--- What to produce ---
Reproduce the whole of the records exactly, and make sure no picture is carried into the result.

--- Data excerpts ---
========
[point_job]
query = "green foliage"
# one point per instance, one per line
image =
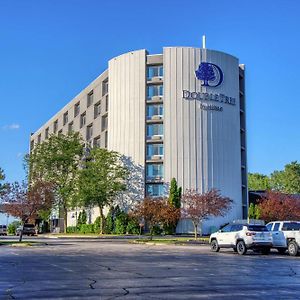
(87, 228)
(133, 226)
(254, 211)
(258, 181)
(56, 160)
(101, 179)
(288, 180)
(121, 223)
(82, 218)
(72, 229)
(175, 194)
(97, 224)
(11, 229)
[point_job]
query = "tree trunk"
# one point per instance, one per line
(102, 219)
(65, 219)
(196, 233)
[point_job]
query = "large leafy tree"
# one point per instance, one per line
(287, 180)
(279, 206)
(57, 160)
(198, 207)
(156, 212)
(27, 202)
(257, 181)
(102, 177)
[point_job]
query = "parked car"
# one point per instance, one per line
(3, 230)
(242, 237)
(28, 229)
(285, 235)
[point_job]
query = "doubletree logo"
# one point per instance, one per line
(210, 74)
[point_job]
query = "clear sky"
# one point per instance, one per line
(51, 49)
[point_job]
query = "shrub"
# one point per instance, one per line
(87, 228)
(97, 224)
(72, 229)
(121, 223)
(133, 227)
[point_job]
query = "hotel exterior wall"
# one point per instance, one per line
(127, 88)
(202, 147)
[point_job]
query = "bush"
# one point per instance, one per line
(87, 228)
(121, 223)
(97, 224)
(133, 227)
(11, 229)
(72, 229)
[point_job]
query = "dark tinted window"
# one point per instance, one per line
(291, 226)
(276, 227)
(257, 228)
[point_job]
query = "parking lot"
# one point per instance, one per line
(109, 269)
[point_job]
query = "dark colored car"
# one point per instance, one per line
(28, 229)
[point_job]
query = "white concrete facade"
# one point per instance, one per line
(146, 116)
========
--- Solved problem ---
[point_job]
query = "green foliage"
# one point per instance, one per line
image =
(87, 228)
(133, 226)
(254, 211)
(258, 181)
(56, 160)
(101, 179)
(288, 180)
(121, 223)
(82, 218)
(72, 229)
(175, 194)
(97, 224)
(11, 229)
[point_job]
query = "tree trunk"
# one point per instance, one per line
(102, 219)
(65, 219)
(196, 233)
[point_job]
query = "large leafy tree"
# one point per instance, one per line
(287, 180)
(279, 206)
(57, 160)
(198, 207)
(156, 212)
(27, 202)
(257, 181)
(102, 177)
[point_job]
query = "parked car"
# one point per instance, one per line
(3, 230)
(242, 237)
(28, 229)
(285, 235)
[point_job]
query = "doubletree logo"
# one point per instance, one per line
(210, 74)
[point_job]
query = "clear sky"
# one point per instance, one per line
(51, 49)
[point_job]
query = "shrub"
# one point per instance, one per line
(87, 228)
(97, 224)
(72, 229)
(121, 223)
(133, 227)
[point_job]
query = "hotel exterior wall"
# one point per instance, one per line
(127, 88)
(202, 147)
[point_job]
query = "bush"
# one point per instance, one per line
(87, 228)
(121, 223)
(97, 224)
(133, 227)
(11, 229)
(72, 229)
[point_job]
query = "dark tinted window"
# one point per instance, one per line
(291, 226)
(276, 227)
(257, 228)
[point_job]
query = "parking lot"
# one point per instance, one per line
(109, 269)
[point_job]
query = "dark colored car"
# one point per instance, one per line
(28, 229)
[point_job]
query = "white concrete facade"
# one point per instance, one per line
(146, 116)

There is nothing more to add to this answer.